- PROBLEM TO WORK ON
Return the part of the review below that runs from "The author’s main" to "rich topological structure.", copied word for word.

##
**The structure of spaces of \(\mathbb{R}\)-places of rational function fields over real closed fields.**
*(English)*
Zbl 1380.12009

For a formally real field \(K\), denote by \(\mathcal{X}(K)\) the compact, Hausdorff, totally disconnected (i.e. Boolean) space of orderings of \(K\) endowed with the Harrison topology and let \(M(K)\) be the set of real places \(\xi: K\rightarrow \bar \mathbb{R}=\mathbb{R}\cup \{\infty\}\). There is a natural surjection \(\lambda: \mathcal{X}(K) \rightarrow M(K)\) and one endows \(M(K)\) with the quotient topology (here also called Harrison topology) subordinated to this map. See [E. Becker, Lect. Notes Math. 959, 1–40 (1982; Zbl 0508.14013)].

The author’s main concern is the case of the rational function field \(K=R(y),\) with \(R\) real closed, which we assume throughout. If \(R\) is non-Archimedean, it is found, in her words, that spaces \(M(R(y))\) have an amazingly rich topological structure.

Section 1 introduces the ultrametric on \(R\) defined by \(u(a,b)=v(a-b)\), where \(v\) is the natural valuation coming from the unique ordering of \(R\). For any cut \((S,T)\) in the value group \(vR\), the ultrametric balls of center \(a\) and radius \(T\), \(B_T(a)=\{b\in R: u(a,b)\in T\cup \infty \}\) are defined; they play a pivotal rôle in the study. One important tool is the known Proposition 1.1: The set of cuts \(\mathcal{C}(R)\) endowed with the order topology and the space \(\mathcal{X}(R(y))\) with the Harrison topology are homoeomorphic via a map \(\chi\).

Section 2 finds a small subbasis for the topological space \(M(R(y))\). For \(f\in R(y),\) let \(U(f)=\{\xi\in M(R(y)): \xi(f)\in \mathbb{R}^+\}\). Theorem 2.5: Suppose \(F\) is a field dense in \(R\). Consider the family \(\mathcal{F}=\{a+by, \frac{y-a}{y-b}: a,b \in F\}.\) Then the family \(U(f),\) \(f\in \mathcal{F}\) forms a subbasis for the Harrison topology on \(M(R(y))\).

- RECORD SET
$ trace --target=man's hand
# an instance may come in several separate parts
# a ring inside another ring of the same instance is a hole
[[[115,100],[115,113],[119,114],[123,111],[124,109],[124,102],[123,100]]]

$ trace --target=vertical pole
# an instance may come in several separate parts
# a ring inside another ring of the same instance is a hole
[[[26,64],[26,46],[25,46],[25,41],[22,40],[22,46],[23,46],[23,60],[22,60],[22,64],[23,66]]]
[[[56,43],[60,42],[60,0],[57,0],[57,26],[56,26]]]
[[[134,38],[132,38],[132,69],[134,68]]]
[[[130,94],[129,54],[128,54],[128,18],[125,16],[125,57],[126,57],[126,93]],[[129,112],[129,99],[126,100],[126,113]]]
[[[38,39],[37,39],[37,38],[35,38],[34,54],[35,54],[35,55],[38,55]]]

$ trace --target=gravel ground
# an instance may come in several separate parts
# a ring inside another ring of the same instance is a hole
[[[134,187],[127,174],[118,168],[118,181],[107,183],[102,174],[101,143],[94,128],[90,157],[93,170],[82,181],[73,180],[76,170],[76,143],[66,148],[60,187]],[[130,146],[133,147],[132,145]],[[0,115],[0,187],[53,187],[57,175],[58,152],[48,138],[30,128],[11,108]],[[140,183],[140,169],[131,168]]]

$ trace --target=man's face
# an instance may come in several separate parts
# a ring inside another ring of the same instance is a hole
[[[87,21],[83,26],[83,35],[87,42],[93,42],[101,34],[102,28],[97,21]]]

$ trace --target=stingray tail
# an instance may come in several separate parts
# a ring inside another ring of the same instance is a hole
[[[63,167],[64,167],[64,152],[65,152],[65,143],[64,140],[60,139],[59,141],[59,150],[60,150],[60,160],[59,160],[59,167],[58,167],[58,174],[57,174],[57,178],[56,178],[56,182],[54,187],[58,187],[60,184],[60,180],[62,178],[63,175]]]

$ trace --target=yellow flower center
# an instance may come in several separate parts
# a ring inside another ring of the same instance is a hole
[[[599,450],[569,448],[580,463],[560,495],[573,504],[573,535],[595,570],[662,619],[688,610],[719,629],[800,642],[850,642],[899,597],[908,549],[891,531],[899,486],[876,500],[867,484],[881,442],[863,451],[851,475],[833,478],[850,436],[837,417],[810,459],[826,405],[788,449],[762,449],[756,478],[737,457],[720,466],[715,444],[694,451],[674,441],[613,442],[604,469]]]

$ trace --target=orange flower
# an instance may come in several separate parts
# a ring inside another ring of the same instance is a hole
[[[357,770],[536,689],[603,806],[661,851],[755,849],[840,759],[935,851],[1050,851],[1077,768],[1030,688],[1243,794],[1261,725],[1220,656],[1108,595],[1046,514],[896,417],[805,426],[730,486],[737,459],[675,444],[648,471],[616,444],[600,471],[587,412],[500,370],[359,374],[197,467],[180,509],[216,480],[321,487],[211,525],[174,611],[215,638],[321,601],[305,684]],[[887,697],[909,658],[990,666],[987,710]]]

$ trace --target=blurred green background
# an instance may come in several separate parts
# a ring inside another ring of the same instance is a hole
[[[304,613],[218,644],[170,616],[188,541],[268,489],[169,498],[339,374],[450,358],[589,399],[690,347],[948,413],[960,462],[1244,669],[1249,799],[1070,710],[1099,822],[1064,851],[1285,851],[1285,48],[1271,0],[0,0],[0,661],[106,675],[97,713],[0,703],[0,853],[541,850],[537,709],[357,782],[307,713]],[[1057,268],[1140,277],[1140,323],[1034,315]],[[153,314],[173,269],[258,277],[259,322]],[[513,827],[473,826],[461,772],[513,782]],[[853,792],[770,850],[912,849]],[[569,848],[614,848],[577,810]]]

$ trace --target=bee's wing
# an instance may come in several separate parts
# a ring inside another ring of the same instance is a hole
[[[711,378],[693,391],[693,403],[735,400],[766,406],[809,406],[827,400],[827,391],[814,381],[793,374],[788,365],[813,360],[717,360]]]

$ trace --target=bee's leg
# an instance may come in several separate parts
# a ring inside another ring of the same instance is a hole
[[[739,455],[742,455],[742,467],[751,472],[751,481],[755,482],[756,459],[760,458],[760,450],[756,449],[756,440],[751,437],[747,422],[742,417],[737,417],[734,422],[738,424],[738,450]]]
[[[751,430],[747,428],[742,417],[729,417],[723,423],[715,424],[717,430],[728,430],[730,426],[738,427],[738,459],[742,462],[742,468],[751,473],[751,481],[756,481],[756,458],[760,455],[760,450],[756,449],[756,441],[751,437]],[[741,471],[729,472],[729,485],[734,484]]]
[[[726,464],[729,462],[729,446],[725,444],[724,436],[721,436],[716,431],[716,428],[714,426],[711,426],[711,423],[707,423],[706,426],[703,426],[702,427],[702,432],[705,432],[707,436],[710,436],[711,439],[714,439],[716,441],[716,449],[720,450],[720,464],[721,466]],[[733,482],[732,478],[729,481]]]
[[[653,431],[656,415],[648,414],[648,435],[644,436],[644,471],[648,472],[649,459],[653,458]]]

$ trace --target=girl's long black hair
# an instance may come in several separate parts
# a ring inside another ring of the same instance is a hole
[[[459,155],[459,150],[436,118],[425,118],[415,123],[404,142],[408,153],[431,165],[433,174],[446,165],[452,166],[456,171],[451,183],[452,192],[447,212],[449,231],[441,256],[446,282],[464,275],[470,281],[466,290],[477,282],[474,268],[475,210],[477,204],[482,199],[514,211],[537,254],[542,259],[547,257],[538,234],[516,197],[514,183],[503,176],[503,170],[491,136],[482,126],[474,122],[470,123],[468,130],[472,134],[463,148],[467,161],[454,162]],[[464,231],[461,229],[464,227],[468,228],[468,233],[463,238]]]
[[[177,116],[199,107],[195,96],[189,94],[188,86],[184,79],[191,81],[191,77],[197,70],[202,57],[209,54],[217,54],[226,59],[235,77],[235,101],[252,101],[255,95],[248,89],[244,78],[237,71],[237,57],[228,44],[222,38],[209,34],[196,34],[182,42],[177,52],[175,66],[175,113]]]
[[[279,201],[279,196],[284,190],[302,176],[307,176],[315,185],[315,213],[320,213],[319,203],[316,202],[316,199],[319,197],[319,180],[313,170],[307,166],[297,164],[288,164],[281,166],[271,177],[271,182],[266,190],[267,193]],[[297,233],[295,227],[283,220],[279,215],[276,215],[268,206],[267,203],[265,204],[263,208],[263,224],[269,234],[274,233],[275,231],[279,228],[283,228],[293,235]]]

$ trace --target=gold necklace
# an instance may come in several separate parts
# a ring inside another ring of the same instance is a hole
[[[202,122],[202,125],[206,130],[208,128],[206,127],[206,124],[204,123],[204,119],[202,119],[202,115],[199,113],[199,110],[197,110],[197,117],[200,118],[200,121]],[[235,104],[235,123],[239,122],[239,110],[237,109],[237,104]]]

- TASK RESULT
The author’s main concern is the case of the rational function field \(K=R(y),\) with \(R\) real closed, which we assume throughout. If \(R\) is non-Archimedean, it is found, in her words, that spaces \(M(R(y))\) have an amazingly rich topological structure.